WRITTEN REQUEST A —
In the mailing-list post below, what does the novel HARVEST OF STARS call its artificial intelligences?

DOCUMENT TEXT —
[extropy-chat] Re: Athiesm in decline
Dirk Bruere
dirk at neopax.com
Wed Mar 16 23:54:29 UTC 2005
john-c-wright at sff.net wrote:
>Kevin Freels asks:
>
>
>
>>Religion changes over time. Which religion would be the easiest to change to
>>something more transhumanistic? Or would it be better to create a new
>>religion? What would it take to do that? Can a set of beliefs be created
>>that can meld any partivular religion into something more extropian?
>>
>>
>
>I might suggest something like "Adventism" appearing in HARVEST OF STARS by Poul
>Anderson. In that book, the inevitable supremacy of the Sophotects (as he called
>his artificial intelligences) was greeted with pleasure and anticipation by a
>politcal group devoted to the advent of a super-human mode of consciousness. One
>of the characters daydreams that one day his loyalty to the coming super-race of
>pure intelligences will be rewarded by an upload into an eternal computerized
>fiction of bliss and perfection: a robotic paradise.

SUPPLIED DATA —

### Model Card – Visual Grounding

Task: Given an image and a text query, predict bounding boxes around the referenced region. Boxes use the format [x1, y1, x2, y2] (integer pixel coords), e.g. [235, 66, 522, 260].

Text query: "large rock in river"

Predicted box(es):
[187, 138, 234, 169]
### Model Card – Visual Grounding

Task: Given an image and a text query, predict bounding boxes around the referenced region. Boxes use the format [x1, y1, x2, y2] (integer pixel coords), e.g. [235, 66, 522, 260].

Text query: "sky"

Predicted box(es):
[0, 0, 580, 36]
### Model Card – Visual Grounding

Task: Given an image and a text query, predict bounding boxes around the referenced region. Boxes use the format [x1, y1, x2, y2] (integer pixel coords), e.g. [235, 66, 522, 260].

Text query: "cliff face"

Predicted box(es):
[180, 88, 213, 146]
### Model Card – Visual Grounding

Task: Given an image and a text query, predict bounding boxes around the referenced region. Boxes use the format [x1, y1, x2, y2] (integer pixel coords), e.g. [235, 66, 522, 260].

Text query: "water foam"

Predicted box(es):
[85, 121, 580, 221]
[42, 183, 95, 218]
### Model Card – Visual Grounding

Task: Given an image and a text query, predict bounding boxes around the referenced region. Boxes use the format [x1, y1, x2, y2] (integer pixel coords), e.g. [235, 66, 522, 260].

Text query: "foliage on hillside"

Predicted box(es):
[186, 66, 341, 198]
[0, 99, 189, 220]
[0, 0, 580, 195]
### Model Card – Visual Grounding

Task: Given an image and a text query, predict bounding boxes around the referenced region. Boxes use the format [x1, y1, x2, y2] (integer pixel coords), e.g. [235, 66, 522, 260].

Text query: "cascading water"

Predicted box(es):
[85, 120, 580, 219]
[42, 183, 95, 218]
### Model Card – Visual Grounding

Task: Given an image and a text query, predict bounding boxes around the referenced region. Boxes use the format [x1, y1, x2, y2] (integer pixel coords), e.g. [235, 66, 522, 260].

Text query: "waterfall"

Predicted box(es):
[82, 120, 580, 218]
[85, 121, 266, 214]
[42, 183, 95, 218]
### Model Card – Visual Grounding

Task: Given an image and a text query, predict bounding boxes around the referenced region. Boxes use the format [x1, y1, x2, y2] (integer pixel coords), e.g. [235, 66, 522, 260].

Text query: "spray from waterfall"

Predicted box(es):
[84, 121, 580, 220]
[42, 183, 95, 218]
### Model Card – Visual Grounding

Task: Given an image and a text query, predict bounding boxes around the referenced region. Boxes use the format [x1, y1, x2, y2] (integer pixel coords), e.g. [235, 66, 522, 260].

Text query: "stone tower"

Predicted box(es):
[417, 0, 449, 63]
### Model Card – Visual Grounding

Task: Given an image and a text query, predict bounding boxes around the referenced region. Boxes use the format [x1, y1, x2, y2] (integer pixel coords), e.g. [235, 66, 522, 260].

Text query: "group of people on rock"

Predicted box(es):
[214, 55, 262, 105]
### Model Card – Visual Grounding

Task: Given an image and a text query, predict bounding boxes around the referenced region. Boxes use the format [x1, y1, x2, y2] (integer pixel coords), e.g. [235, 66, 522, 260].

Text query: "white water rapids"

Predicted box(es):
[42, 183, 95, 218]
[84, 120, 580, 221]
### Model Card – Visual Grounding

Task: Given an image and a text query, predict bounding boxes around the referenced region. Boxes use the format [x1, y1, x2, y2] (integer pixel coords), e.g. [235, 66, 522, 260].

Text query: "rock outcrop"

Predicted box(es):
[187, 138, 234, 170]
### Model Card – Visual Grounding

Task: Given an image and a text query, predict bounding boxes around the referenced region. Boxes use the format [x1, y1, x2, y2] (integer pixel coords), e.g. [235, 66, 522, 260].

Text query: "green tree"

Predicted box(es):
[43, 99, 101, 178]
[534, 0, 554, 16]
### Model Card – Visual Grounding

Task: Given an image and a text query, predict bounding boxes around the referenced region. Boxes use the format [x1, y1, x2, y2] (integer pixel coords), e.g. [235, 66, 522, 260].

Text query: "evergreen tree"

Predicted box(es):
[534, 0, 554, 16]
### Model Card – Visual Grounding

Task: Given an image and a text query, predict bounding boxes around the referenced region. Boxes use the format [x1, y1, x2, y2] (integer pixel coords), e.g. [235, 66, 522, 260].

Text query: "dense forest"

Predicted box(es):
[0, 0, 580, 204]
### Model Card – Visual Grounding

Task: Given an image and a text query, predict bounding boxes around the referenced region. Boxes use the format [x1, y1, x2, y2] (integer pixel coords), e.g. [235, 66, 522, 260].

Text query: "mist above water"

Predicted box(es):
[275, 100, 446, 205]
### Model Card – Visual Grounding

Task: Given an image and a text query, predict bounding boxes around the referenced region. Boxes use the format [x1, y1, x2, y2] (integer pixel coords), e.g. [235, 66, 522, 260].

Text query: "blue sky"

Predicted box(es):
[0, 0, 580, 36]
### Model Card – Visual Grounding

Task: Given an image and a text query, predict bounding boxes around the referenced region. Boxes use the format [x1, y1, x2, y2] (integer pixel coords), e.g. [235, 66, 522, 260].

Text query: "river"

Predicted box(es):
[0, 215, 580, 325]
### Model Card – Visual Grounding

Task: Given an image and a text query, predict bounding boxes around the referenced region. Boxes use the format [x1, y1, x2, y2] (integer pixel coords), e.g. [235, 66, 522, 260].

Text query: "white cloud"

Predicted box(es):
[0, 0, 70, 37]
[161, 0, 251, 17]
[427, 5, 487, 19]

WRITTEN REQUEST B —
Duplicate the entries, starting at their first line and stopping after the line that contains "[187, 138, 234, 169]".

FULL SOLUTION A —
Sophotects

FULL SOLUTION B —
### Model Card – Visual Grounding

Task: Given an image and a text query, predict bounding boxes around the referenced region. Boxes use the format [x1, y1, x2, y2] (integer pixel coords), e.g. [235, 66, 522, 260].

Text query: "large rock in river"

Predicted box(es):
[187, 138, 234, 169]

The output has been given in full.